Update the lines below, beginning with the line that contains "For the benchmark, mark every instance of the blue and" and ending with the line that contains "[[513, 300], [328, 370], [160, 325], [669, 336]]", by replacing "patch" with "badge" and leaving everything else unchanged.

>> begin Provided entries

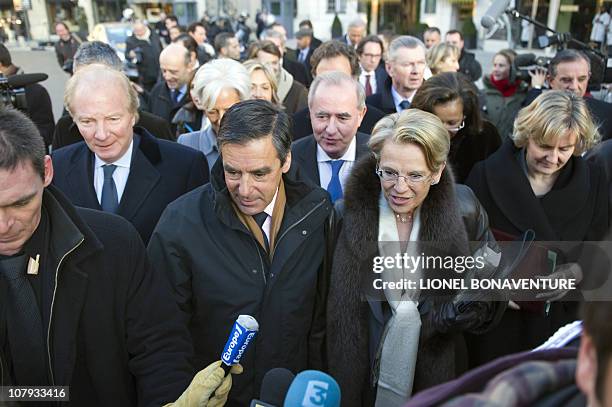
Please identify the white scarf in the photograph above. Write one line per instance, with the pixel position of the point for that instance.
(399, 345)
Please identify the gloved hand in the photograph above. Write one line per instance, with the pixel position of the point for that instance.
(210, 380)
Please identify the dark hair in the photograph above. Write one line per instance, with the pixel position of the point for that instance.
(193, 26)
(596, 317)
(5, 56)
(567, 55)
(254, 119)
(266, 46)
(97, 52)
(221, 40)
(20, 142)
(455, 32)
(370, 38)
(332, 49)
(446, 87)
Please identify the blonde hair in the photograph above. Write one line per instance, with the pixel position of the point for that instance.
(417, 127)
(92, 75)
(252, 65)
(438, 53)
(553, 114)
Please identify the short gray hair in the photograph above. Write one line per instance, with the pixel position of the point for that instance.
(336, 78)
(216, 75)
(96, 52)
(404, 41)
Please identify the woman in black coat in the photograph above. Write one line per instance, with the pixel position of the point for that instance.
(384, 344)
(539, 181)
(454, 99)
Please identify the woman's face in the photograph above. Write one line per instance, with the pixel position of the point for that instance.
(260, 86)
(451, 115)
(548, 158)
(501, 68)
(405, 160)
(226, 99)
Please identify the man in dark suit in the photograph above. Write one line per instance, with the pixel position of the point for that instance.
(117, 168)
(337, 107)
(171, 93)
(334, 56)
(373, 74)
(570, 70)
(406, 66)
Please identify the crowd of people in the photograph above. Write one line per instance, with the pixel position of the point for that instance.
(237, 177)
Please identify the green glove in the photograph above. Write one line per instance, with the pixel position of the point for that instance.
(206, 382)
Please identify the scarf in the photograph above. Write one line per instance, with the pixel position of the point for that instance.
(277, 218)
(399, 345)
(506, 88)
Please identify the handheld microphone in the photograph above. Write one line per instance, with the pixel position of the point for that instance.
(274, 388)
(19, 81)
(312, 388)
(244, 330)
(494, 11)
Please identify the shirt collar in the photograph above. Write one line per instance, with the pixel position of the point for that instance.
(349, 154)
(124, 161)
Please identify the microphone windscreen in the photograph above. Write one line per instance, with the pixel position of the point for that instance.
(312, 388)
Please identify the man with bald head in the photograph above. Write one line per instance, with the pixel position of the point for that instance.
(120, 168)
(143, 47)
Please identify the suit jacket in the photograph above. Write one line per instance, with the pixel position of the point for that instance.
(66, 131)
(160, 172)
(304, 155)
(302, 126)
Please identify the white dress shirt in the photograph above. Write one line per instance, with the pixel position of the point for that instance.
(325, 172)
(120, 175)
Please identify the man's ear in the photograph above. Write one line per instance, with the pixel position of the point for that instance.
(586, 370)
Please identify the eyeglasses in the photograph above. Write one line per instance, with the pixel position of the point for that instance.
(393, 177)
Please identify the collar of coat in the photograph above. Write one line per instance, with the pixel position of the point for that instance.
(441, 223)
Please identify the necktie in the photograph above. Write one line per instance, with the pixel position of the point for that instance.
(260, 218)
(109, 201)
(368, 86)
(335, 187)
(25, 330)
(404, 104)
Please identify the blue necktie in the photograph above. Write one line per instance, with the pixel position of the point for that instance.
(335, 187)
(110, 202)
(404, 104)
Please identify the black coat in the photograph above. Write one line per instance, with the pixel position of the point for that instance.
(115, 335)
(302, 126)
(469, 66)
(304, 155)
(160, 172)
(67, 132)
(575, 210)
(467, 149)
(218, 272)
(600, 110)
(450, 214)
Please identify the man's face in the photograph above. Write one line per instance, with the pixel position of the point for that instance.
(62, 32)
(231, 49)
(103, 119)
(175, 70)
(338, 63)
(572, 76)
(21, 192)
(431, 38)
(407, 69)
(335, 117)
(455, 39)
(253, 173)
(199, 35)
(355, 34)
(370, 57)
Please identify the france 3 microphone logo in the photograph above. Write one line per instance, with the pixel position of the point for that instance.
(316, 393)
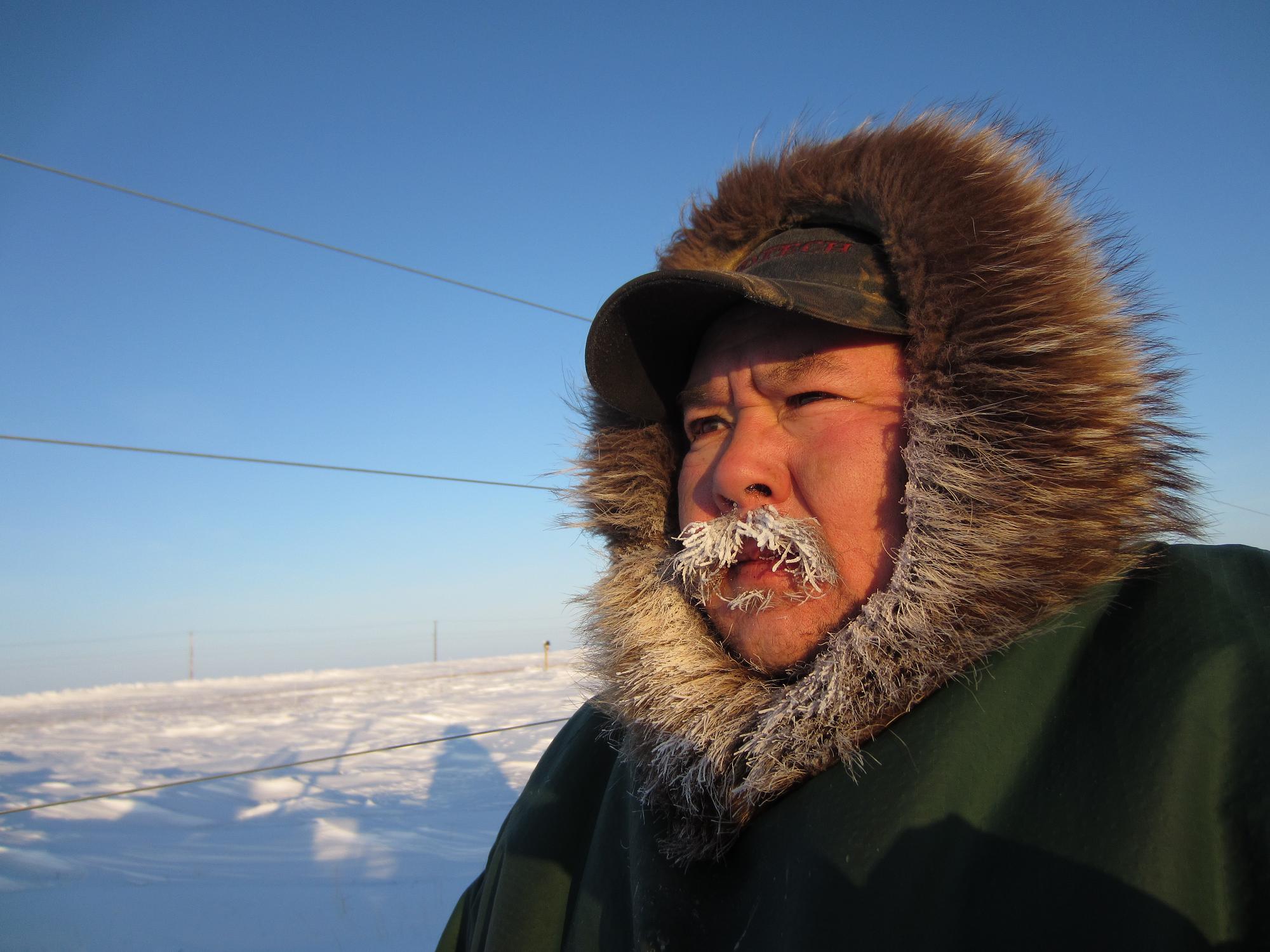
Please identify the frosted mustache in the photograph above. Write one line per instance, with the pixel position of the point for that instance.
(712, 548)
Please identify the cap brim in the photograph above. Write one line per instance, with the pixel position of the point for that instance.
(646, 336)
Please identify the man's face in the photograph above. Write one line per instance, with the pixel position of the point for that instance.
(806, 417)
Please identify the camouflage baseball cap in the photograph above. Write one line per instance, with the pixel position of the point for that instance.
(646, 336)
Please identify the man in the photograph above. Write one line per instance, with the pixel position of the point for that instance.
(887, 652)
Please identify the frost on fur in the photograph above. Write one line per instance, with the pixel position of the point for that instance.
(712, 548)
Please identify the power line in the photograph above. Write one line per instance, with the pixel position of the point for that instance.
(274, 463)
(523, 625)
(1234, 506)
(288, 235)
(276, 767)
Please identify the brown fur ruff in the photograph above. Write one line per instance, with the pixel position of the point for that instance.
(1039, 451)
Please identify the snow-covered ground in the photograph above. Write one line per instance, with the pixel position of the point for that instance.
(363, 852)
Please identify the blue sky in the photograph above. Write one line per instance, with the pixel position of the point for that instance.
(540, 150)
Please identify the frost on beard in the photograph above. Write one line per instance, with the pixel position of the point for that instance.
(713, 548)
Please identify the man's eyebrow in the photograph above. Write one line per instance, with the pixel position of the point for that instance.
(791, 371)
(778, 374)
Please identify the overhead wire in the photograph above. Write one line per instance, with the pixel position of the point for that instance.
(272, 463)
(290, 237)
(275, 767)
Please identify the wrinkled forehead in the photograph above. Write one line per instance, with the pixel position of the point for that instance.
(758, 337)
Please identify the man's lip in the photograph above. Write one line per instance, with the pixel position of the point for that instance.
(751, 553)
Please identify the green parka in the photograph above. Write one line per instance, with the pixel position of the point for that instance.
(1046, 732)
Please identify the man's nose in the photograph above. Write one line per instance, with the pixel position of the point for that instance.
(751, 470)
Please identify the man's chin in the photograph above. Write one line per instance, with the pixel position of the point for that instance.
(774, 640)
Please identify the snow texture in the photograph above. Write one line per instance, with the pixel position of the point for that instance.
(368, 852)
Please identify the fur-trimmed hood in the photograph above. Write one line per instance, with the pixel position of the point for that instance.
(1039, 456)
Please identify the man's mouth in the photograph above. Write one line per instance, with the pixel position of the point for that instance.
(755, 565)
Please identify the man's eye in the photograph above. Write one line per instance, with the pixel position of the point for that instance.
(703, 426)
(810, 398)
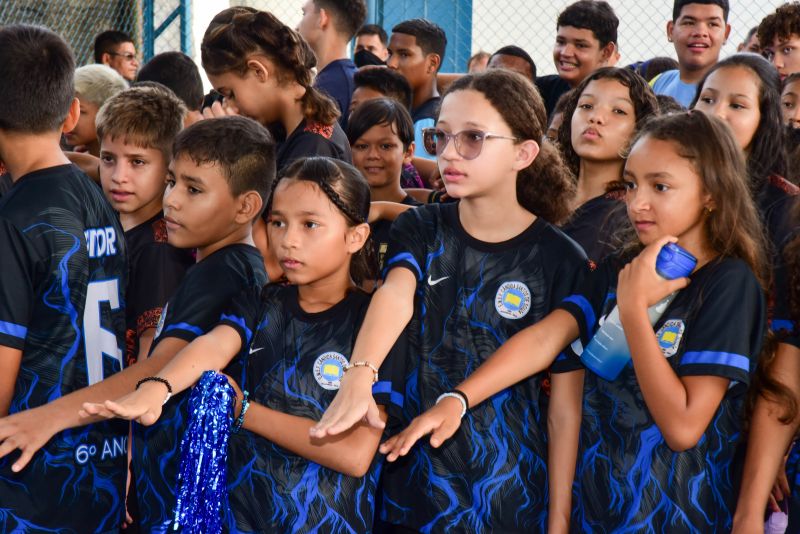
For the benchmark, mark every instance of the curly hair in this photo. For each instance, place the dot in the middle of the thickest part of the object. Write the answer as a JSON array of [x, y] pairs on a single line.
[[781, 24], [236, 34], [545, 187], [644, 101]]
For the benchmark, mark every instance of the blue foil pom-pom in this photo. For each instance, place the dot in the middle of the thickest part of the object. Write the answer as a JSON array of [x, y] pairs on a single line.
[[202, 486]]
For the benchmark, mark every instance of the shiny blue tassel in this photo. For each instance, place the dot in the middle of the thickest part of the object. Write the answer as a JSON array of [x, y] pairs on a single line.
[[202, 487]]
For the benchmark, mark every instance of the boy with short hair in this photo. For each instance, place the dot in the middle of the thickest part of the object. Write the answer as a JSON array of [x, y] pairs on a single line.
[[416, 50], [221, 173], [116, 49], [62, 318], [698, 30], [373, 39], [137, 128], [328, 26], [586, 39], [779, 38], [94, 84]]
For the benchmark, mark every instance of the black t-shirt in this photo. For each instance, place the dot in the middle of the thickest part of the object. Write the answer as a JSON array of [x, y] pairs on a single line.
[[471, 297], [292, 361], [336, 80], [313, 139], [627, 478], [156, 269], [201, 298], [380, 233], [594, 224], [62, 304], [551, 88]]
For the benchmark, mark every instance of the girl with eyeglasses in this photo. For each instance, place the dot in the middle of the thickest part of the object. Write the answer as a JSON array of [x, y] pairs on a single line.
[[465, 277]]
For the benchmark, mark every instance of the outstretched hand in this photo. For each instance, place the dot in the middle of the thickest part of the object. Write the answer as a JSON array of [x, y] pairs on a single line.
[[441, 421]]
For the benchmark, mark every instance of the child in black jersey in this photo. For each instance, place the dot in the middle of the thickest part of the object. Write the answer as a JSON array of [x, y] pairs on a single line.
[[467, 276], [606, 108], [291, 345], [62, 319], [653, 447], [220, 172], [136, 130]]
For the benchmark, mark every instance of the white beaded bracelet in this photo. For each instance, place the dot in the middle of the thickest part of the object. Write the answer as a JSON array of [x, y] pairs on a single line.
[[458, 396]]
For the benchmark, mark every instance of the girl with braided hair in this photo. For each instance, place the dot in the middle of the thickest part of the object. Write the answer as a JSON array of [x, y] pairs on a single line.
[[263, 69], [289, 347]]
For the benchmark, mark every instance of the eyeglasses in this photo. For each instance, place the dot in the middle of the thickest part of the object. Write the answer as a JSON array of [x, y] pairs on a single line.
[[468, 143], [127, 55]]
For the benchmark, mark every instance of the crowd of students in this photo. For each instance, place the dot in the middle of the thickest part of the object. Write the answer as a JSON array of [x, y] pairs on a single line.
[[373, 252]]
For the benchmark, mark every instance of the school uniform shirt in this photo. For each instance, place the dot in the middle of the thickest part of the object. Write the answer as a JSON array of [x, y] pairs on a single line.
[[423, 117], [627, 479], [313, 139], [205, 292], [380, 233], [292, 361], [336, 80], [471, 297], [594, 224], [156, 269], [62, 302]]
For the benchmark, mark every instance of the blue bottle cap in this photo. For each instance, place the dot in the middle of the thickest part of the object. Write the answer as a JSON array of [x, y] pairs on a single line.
[[674, 262]]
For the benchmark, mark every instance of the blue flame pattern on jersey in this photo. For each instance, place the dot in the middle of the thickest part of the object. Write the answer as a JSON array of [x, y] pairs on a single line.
[[491, 475]]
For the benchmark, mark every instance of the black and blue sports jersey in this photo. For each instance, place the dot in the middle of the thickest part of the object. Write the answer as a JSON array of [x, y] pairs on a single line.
[[627, 479], [292, 361], [205, 292], [61, 303], [471, 297]]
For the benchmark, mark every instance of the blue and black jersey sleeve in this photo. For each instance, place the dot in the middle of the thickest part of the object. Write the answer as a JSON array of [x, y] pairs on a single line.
[[16, 286], [725, 336]]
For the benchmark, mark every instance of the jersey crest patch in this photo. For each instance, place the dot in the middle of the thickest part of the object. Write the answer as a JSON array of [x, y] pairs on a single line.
[[669, 336], [328, 370], [513, 300]]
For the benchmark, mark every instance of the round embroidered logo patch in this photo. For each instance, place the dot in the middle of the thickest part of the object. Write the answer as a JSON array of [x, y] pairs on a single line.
[[513, 300], [328, 370], [160, 325], [669, 336]]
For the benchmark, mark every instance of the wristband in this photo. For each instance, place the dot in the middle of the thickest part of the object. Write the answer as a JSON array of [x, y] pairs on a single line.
[[160, 380], [363, 364], [456, 394], [237, 425]]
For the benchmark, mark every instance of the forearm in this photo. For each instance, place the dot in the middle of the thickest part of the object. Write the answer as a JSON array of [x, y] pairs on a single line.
[[526, 353], [563, 424], [350, 452]]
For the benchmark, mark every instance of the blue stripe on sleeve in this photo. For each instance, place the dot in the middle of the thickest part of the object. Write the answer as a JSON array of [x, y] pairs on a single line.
[[12, 329], [405, 256], [586, 308], [716, 358], [386, 387], [248, 334], [185, 326]]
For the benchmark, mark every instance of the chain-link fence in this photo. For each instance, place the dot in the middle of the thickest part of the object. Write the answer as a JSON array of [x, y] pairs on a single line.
[[471, 25]]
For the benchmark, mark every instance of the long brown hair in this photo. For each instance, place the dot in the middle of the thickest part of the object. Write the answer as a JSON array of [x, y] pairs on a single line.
[[237, 33], [545, 187]]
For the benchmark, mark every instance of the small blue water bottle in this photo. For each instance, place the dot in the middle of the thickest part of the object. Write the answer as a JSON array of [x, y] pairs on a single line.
[[608, 353]]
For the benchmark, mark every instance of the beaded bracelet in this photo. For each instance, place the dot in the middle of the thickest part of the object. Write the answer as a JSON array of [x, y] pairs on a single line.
[[456, 394], [363, 364], [160, 380], [237, 425]]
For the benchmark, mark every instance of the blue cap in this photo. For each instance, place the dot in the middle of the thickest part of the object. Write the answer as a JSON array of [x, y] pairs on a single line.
[[674, 262]]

>> end Provided entries

[Exercise response]
For the benchmark, mark every instance of the blue and black jersey sleeve in this photo. For each instance, place the dot in the middle of the thickest part of the object. Write the answer as a JSON array of [x, y] pairs on a single line.
[[16, 286], [725, 336]]
For the benchmark, mark every instance of the jersey crest badge in this photo. For each instance, place the dot in the middle of the thickest part of the object. Write the answer as a JSON array of [x, y] pairs on a single line.
[[669, 336], [328, 370], [513, 300]]
For the benchmark, mark every instance of the round embroidered logo badge in this photo. For each instance, place the dot in the middle of the thickest part of the object. Write the answer as a JSON array of [x, y] pairs on a single line.
[[513, 300], [328, 370], [160, 325], [669, 336]]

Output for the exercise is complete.